To finish a project to repair the amphitheatre stairs at the Selo Site, the Ukrainian Folk Arts Centre & Museum is asking for some money.
Identical requests for $10,000 have been sent to the City of Dauphin and RM of Dauphin.
The project’s expected to be finished in time for Dauphin’s Countryfest in 2021.
The Repair Project
Since the amphitheatre is built out of wood on the side of a hill and has been there since the early 1980s, pressure from the soil pushing against the stairs and seats over the years has shifted them to the point that they are considered hazardous.
Jim Perchaluk, president of the Ukrainian Folk Arts Centre & Museum, says after doing some research, they found out that replacing the stairs would cost half a million dollars.
“In consultation with a facility consultant from the Province of Manitoba we found that there is nothing wrong with the timbers, it was just that they were unsettled and if we could level them off, and some boards have to be replaced, we could do a repair project and some replacement. So we elected to go that route.”
To work on the stairs, all of the handrails had to be taken out. So, the handrails are being reinstalled and additional ones have been purchased because there were some areas that needed handrails.
A little bit of work has been done this fall in the project’s first phase.
Perchaluk says phase 1 was also a bit of a test to make sure it’s what they wanted. With the work looking good so far, phase 2 of the project will be done in spring 2021 with the goal of being finished before Dauphin’s Countryfest in 2021.
Funding For The Project
In total, the project will cost $126,000, with phase 1 being estimated at around $26,000 and phase 2 $100,000.

### Given entries
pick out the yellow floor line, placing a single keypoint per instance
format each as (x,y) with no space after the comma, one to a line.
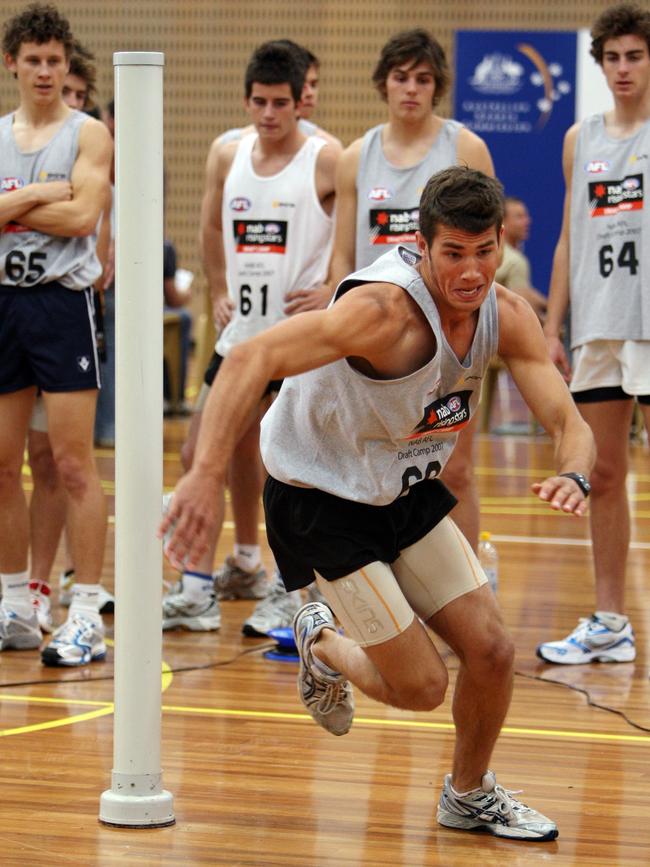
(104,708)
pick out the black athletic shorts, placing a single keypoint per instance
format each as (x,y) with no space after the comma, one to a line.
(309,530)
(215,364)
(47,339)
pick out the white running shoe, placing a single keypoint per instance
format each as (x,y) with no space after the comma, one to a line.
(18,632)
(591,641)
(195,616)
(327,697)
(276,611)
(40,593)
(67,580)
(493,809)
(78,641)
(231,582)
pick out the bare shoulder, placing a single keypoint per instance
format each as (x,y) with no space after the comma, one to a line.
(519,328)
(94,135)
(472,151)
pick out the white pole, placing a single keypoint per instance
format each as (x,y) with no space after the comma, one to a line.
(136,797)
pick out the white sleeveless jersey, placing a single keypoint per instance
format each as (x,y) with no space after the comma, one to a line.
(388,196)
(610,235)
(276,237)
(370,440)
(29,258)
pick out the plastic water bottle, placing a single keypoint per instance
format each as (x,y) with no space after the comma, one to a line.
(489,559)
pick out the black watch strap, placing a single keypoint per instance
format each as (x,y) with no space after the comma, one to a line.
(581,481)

### Instructions
1/ List every dollar amount that the amphitheatre article mentions.
2/ In the amphitheatre article, what is the amphitheatre built out of?
3/ Write a continuation of the amphitheatre article that picks up after its final sentence.

### Solved problems
1/ $10,000; half a million dollars; $126,000; $26,000; $100,000

2/ Wood.

3/
Already, they’ve received $81,851 from the Federal Government Social and Economic Development and $11,585 from the provincial government’s Building Sustainable Communities Fund. That leaves the organization needing $32,489.
In the past, the Ukrainian Folk Arts Centre & Museum has had fundraisers in addition to CNUF and Countryfest, but COVID-19 has made revenue for Selo Ukraina zero.
Perchaluk says they’re hoping for some community contributions as the site is a community facility that brings tourism to Dauphin.
“This is why we are knocking on the door of the City of Dauphin and I’ll mention also the RM of Dauphin. They got almost identical requests in for $10,000. So we’re looking for, we’re benefitting the community and area and here’s an opportunity that they can help us out, so we can return it in terms of improving the structure, facility for a continuation of the festivals in the future there.”
If the requests are accepted, that’ll leave $12,489 for Selo Ukraina. Perchaluk says they have a plan to get the rest of the money.
“We’re also knocking on the door of our Dauphin and District Community Foundation, we’ve got an application in for their fall intake and also Fusion Credit Union, their Red Circle Fund there. We’ve sent applications to them, normally those are smaller grants and our plan, if we’re successful in everybody giving what we’re asking for, there’ll still be a few dollars that we’re contributing and we’ll make up the difference.”
Perchaluk adds that if they don’t get what they're asking for, the organization will likely take out a bank loan with Fusion Credit Union.
Larry Hrytsay, on the board of directors, says if it wasn’t for COVID they probably would’ve been able to pay for the project themselves with some money from the government.
“Chances are pretty good we would’ve had maybe one or two more major events. There are some parties interested in it. Things have gotten on hold for various other reasons over the last couple years.”
Perchaluk says if the community wants to help them, an endowment fund was created for the costs associated with operating and maintaining the site. It’s targeted at the museum aspect, the Ukrainian Heritage Village at the site. Right now, for every two dollars contributed to the endowment fund, the provincial government will contribute one dollar.